EXERCISE: Reproduce the entire text about objective verification of convective trend forecasts word for word.

Citation: Weather and Forecasting 33, 5; 10.1175/WAF-D-18-0025.1
3. Objective verification and case examples
In addition to the subjective analysis performed on cases in Table 2, four cases were chosen for more rigorous objective testing. We selected these cases to test TRENDSS’s performance across a diverse range of regions, convective regimes, and cell modes to collect insight regarding the algorithm’s ability to predict convective trends on warning/nowcast time scales. Subsequently, this insight can mold best practices for potential operational implementation within the National Weather Service and other members of the weather enterprise.
We chose the 23 May 2015 southern Great Plains case for its large areal coverage and diverse convective modes. Additionally, the regime was considerably more tropical in nature than is typical for the region, with the 0000 UTC 24 May 2015 Norman, Oklahoma, sounding sampling 44.48 mm of precipitable water. According to SPC sounding climatology (Rogers et al. 2014), this value is the record maximum for the date. The 23 June 2015 Mid-Atlantic case was selected to test a high-impact convective system along the East Coast (NOAA/NCEI 2015), while the 8 August 2015 High Plains case was chosen for both its diversity in convective modes and its aviation implications—a Delta Air Lines flight encountered a rapidly developing updraft over Nebraska and experienced significant hail damage, necessitating an emergency landing in Denver (NTSB 2015). Last, the 8 September 2015 California case was chosen for its unique geographic region and terrain influence.

Saved data entries:
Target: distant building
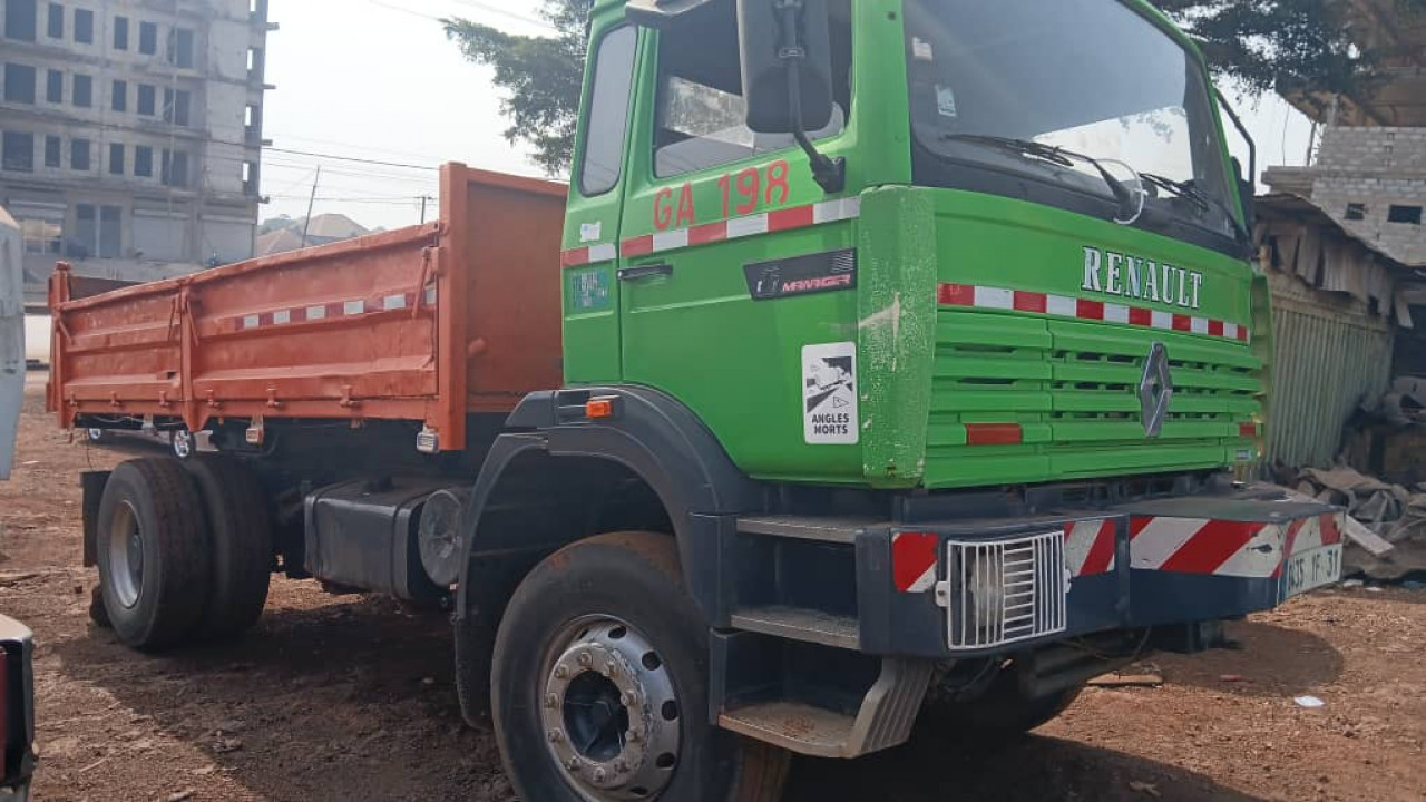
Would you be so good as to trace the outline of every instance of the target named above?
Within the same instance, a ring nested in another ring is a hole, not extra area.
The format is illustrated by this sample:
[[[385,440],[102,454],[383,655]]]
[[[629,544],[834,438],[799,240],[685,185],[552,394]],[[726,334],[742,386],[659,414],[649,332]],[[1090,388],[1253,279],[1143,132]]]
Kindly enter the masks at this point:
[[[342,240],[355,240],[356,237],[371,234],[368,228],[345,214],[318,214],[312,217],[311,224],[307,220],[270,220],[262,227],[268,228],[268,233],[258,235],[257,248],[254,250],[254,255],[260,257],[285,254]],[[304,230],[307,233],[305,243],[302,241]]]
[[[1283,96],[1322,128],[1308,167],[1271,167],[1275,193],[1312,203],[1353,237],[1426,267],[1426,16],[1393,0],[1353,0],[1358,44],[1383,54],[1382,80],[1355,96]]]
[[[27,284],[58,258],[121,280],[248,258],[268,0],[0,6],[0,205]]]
...
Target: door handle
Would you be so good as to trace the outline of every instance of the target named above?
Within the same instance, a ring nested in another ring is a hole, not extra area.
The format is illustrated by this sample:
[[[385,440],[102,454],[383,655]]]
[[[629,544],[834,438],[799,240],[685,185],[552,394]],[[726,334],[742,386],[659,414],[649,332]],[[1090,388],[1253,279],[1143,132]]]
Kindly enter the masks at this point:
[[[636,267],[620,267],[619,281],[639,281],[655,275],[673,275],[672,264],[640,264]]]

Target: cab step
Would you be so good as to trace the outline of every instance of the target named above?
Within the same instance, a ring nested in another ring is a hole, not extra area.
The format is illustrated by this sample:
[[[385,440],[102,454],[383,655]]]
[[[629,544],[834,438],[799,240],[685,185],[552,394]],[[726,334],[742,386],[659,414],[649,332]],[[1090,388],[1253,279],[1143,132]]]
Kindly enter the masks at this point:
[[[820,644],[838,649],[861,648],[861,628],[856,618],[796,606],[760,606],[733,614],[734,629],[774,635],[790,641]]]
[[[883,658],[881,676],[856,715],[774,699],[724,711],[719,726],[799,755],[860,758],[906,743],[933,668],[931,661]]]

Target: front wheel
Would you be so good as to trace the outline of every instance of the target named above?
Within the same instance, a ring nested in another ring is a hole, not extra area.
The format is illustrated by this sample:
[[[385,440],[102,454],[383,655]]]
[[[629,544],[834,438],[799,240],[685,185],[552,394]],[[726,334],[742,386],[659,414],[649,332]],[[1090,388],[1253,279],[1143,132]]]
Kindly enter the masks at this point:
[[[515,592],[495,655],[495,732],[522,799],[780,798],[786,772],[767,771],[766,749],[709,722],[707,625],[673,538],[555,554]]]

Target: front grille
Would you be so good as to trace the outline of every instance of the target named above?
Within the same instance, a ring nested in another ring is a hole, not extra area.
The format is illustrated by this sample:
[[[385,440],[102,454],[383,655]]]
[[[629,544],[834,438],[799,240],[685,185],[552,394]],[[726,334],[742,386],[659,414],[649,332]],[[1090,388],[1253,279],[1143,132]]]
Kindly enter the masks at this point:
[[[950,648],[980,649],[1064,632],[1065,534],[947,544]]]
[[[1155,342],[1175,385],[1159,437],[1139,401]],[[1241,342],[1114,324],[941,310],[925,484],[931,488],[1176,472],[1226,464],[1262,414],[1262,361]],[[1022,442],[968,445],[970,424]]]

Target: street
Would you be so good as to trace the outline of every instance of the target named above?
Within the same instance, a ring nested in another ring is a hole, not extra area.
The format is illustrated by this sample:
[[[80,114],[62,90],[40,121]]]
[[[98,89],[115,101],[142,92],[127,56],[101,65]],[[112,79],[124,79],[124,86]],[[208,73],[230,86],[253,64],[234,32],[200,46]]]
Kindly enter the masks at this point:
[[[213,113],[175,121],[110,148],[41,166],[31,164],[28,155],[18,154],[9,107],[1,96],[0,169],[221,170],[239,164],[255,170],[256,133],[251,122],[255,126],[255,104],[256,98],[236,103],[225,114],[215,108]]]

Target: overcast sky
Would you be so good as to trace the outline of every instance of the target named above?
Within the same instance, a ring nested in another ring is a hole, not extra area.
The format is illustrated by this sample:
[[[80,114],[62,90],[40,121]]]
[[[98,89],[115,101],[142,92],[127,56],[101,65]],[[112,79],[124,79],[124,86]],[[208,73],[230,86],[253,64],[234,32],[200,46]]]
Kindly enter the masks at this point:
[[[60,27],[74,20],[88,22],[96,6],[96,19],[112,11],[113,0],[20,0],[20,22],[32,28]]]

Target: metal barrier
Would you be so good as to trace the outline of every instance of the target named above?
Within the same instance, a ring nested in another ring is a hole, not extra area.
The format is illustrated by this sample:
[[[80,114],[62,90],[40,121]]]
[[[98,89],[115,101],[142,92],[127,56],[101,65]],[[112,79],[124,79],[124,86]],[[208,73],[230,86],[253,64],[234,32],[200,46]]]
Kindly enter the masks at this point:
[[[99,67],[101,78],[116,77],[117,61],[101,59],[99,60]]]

SOLVED PROBLEM:
Citation: Weather and Forecasting 33, 5; 10.1175/WAF-D-18-0025.1
3. Objective verification and case examples
In addition to the subjective analysis performed on cases in Table 2, four cases were chosen for more rigorous objective testing. We selected these cases to test TRENDSS’s performance across a diverse range of regions, convective regimes, and cell modes to collect insight regarding the algorithm’s ability to predict convective trends on warning/nowcast time scales. Subsequently, this insight can mold best practices for potential operational implementation within the National Weather Service and other members of the weather enterprise.
We chose the 23 May 2015 southern Great Plains case for its large areal coverage and diverse convective modes. Additionally, the regime was considerably more tropical in nature than is typical for the region, with the 0000 UTC 24 May 2015 Norman, Oklahoma, sounding sampling 44.48 mm of precipitable water. According to SPC sounding climatology (Rogers et al. 2014), this value is the record maximum for the date. The 23 June 2015 Mid-Atlantic case was selected to test a high-impact convective system along the East Coast (NOAA/NCEI 2015), while the 8 August 2015 High Plains case was chosen for both its diversity in convective modes and its aviation implications—a Delta Air Lines flight encountered a rapidly developing updraft over Nebraska and experienced significant hail damage, necessitating an emergency landing in Denver (NTSB 2015). Last, the 8 September 2015 California case was chosen for its unique geographic region and terrain influence.